┌─ Текст документа

Во внутренних областях Российской империи сложилась классическая колониальная ситуация, при которой горстка европейцев (по образу жизни и менталитету) управляла массой «восточных людей». Ее обозначил еще А.С.Пушкин, обронивший в письме к П.Я. Чаадаеву известный афоризм: «правительство всё-таки единственный европеец в России». Дистанция между «единственными европейцами» в лице образованного правящего класса и «неевропейским» Другим проявлялась в Центральной России, как и во всякой колонии, на бытовом, повседневном уровне, порой выливаясь в откровенно сегрегационные практики. Так, генерал Н.А. Епанчин, который в 1876 г. прапорщиком поступил в Лейб-гвардии Преображенский полк, вспоминал: «при входе в Императорский Таврический сад в Петербурге, близ наших казарм, была надпись: «вход воспрещается лицам в русском платье», т.е. простому народу».

Как крестьян делали общинными.

└─
┌─ Список строк

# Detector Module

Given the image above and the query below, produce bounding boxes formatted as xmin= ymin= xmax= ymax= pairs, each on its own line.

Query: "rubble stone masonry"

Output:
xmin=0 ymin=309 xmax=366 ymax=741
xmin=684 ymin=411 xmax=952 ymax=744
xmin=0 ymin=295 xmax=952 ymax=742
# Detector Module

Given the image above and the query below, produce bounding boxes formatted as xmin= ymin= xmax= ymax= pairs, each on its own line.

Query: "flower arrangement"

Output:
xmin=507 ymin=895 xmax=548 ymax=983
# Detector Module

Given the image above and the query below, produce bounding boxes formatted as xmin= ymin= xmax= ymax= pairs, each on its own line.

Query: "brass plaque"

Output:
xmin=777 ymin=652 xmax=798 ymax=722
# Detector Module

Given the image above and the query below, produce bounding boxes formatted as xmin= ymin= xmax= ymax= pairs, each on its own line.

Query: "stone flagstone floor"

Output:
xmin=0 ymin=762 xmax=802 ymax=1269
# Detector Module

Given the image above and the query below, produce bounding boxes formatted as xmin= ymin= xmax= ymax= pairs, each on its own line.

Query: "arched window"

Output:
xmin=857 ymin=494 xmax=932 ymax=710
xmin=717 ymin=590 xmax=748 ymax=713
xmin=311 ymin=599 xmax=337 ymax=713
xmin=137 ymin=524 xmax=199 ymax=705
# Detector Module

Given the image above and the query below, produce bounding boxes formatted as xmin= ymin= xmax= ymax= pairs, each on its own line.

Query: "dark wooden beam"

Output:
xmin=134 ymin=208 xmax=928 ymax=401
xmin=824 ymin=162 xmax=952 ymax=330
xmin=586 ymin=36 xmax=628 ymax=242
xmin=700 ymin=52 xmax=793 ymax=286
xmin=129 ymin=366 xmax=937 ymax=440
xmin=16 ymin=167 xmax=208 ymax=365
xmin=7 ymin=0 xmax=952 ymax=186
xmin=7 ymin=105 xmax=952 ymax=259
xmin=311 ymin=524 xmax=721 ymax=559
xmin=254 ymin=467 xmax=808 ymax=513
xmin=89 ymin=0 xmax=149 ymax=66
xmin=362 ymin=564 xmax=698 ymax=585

└─

Задание A> Перепишите дословно фрагмент текста о колониальной ситуации в Российской империи от «Во внутренних областях» до «крестьян делали общинными.».
Задание B> Напишите продолжение текста о колониальной ситуации в Российской империи, начиная сразу после его последней фразы.

Результат выполнения A>
Во внутренних областях Российской империи сложилась классическая колониальная ситуация, при которой горстка европейцев (по образу жизни и менталитету) управляла массой «восточных людей». Ее обозначил еще А.С.Пушкин, обронивший в письме к П.Я. Чаадаеву известный афоризм: «правительство всё-таки единственный европеец в России». Дистанция между «единственными европейцами» в лице образованного правящего класса и «неевропейским» Другим проявлялась в Центральной России, как и во всякой колонии, на бытовом, повседневном уровне, порой выливаясь в откровенно сегрегационные практики. Так, генерал Н.А. Епанчин, который в 1876 г. прапорщиком поступил в Лейб-гвардии Преображенский полк, вспоминал: «при входе в Императорский Таврический сад в Петербурге, близ наших казарм, была надпись: «вход воспрещается лицам в русском платье», т.е. простому народу».

Как крестьян делали общинными.

Результат выполнения B>
Великорусское большинство под предлогом его «культурной отсталости» или «особого пути» вытеснялось в сферу ориентализированного Другого, что было залогом господства европеизированной элиты. Весь XIX век, когда в Европе стремительно увеличивалось число индивидуальных крестьянских собственников, в России образованная публика конструировала образ отсталого, чуждого индивидуальному и рациональному началу, общинного великорусского крестьянина. Как в 1856 году писал историк-славянофил И.Д. Беляев, смысл сохранения общины заключается «не в хозяйственной цели, а лежит гораздо глубже, а именно, в самом духе народа, в складе русского ума, который не любит и не понимает жизни вне общины». Подобное заключение, напоминающее самонадеянные обобщения европейских колонизаторов относительно свойств «туземного ума», дало правительству основания для манипуляций великорусским крестьянским большинством и стало идеология крестьянских реформ 1860-х.

Примечательно, что пальма первенства в изобретении передельной общины как «исконного» института великорусского крестьянства принадлежала не славянофилам, а немецкому экономисту Августу фон Гакстгаузену, который в 1843 году на средства царского правительства предпринял длительную поездку по Центральной России. По его мнению, на долгие десятилетия утвердившемуся среди образованной публики в России и за рубежом, русское крестьянство в силу особенностей своего народного характера как бы выпало из истории и застыло на той первобытной ступени развития, которую другие европейские нарды давно преодолели. «Первобытный принцип и развитие поземельных отношений у этих славянских народов (Сербия, Босния, Болгария, Россия — А.Х.), нетронутых новой европейской культурой, глубоко различны от тех же отношений у остальных народов».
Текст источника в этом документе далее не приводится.